The Protector (Jason Hart) is a superhero who occasionally teams up with the Teen Titans. He somewhat replaces Robin temporarily in the three 1983 The New Teen Titans anti-drug comic specials written by Marv Wolfman and penciled by George Pérez.

Publication history
The first anti-drug special issue was sponsored by Keebler, and Robin was at the time licensed by Nabisco so the Protector was used as a substitute. Coinciding with the issue was an anti-drug cartoon television advertisement that may have been a test for a Titans television show. As Robin was already a member of the popular Super Friends he would not have been available. Despite the fact that the Protector hardly appeared outside of the three anti-drug PSA comics, he is regarded as a member of the team as confirmed in the DC Who's Who Update '87 comic.

Fictional character biography
Jason Hart is a high school student and an expert in sports until the day he discovered that his little cousin Ted got hooked on to some drugs. After his parents tried to talk Ted out of taking the drugs, Jason learned of his love of superheroes and became a superhero called Protector. In order to save Ted, Protector fought the drug dealers which attracted the attention of Nightwing. While making him an honorary member of the Teen Titans, Nightwing trained Protector in the art of hand-to-hand combat.
········
- [Requirement 1]:
Show each line of the records that contains the word "below".

Data extracted from a collection:
········
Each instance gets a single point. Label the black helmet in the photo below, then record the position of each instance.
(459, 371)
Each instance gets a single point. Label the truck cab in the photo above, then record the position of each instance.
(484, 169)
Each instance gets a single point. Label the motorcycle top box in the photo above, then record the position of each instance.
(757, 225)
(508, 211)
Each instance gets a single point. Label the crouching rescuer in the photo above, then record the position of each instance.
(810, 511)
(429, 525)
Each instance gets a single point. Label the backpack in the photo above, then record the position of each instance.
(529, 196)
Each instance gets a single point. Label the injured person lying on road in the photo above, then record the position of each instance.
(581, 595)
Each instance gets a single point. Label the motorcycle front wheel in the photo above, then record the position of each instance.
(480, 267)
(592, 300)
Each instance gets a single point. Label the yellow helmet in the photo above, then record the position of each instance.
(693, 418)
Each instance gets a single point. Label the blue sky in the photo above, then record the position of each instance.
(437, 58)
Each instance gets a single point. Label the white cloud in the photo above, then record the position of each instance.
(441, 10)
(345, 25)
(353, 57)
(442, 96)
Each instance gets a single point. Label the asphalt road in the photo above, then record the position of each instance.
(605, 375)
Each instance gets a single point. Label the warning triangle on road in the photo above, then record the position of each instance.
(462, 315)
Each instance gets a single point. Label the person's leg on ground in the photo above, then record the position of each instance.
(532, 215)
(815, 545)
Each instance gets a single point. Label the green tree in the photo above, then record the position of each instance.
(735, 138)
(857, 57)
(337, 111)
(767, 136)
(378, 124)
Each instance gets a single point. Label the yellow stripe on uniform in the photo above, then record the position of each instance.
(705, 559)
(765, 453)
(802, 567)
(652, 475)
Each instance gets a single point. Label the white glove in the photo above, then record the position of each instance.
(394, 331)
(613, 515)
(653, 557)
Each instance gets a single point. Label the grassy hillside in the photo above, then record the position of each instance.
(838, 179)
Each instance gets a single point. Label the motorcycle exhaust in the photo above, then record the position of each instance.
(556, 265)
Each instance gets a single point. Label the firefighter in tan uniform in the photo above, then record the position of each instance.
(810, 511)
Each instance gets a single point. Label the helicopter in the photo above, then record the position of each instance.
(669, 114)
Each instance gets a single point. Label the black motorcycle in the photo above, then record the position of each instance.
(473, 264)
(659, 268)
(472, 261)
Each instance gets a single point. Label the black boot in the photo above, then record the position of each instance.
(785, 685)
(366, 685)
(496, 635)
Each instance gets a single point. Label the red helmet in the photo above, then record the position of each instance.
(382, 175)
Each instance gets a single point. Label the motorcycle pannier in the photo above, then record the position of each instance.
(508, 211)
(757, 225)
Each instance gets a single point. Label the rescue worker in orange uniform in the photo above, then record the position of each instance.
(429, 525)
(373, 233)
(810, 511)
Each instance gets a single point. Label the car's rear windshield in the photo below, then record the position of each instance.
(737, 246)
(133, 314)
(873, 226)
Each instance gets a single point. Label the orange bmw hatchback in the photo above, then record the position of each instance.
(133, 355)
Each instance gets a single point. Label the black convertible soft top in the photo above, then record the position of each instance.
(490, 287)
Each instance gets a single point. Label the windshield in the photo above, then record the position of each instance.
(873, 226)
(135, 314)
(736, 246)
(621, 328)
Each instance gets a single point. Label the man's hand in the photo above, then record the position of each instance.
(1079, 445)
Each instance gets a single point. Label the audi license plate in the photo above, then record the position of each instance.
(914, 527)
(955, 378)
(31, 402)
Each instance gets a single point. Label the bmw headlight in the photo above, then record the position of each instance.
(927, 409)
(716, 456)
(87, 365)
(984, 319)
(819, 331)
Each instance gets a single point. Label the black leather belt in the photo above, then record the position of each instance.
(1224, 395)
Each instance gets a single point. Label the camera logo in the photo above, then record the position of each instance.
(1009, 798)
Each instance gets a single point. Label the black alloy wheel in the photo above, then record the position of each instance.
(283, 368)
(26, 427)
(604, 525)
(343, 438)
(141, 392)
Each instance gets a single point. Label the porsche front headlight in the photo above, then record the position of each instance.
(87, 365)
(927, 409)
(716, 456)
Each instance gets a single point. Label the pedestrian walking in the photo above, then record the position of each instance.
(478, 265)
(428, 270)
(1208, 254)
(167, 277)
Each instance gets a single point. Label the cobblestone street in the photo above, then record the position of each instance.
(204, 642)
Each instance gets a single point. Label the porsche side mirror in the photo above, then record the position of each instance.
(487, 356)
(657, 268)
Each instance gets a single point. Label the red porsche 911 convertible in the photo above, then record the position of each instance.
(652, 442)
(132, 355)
········
- [Requirement 2]:
Write out everything in the Protector article from "Fictional character biography" down to "of hand-to-hand combat.", replacing "drug dealers" with "drug pushers".

- [Full solution 1]:
Each instance gets a single point. Label the black helmet in the photo below, then record the position of each instance.
Each instance gets a single point. Label the car's rear windshield in the photo below, then record the position of each instance.

- [Full solution 2]:
Fictional character biography
Jason Hart is a high school student and an expert in sports until the day he discovered that his little cousin Ted got hooked on to some drugs. After his parents tried to talk Ted out of taking the drugs, Jason learned of his love of superheroes and became a superhero called Protector. In order to save Ted, Protector fought the drug pushers which attracted the attention of Nightwing. While making him an honorary member of the Teen Titans, Nightwing trained Protector in the art of hand-to-hand combat.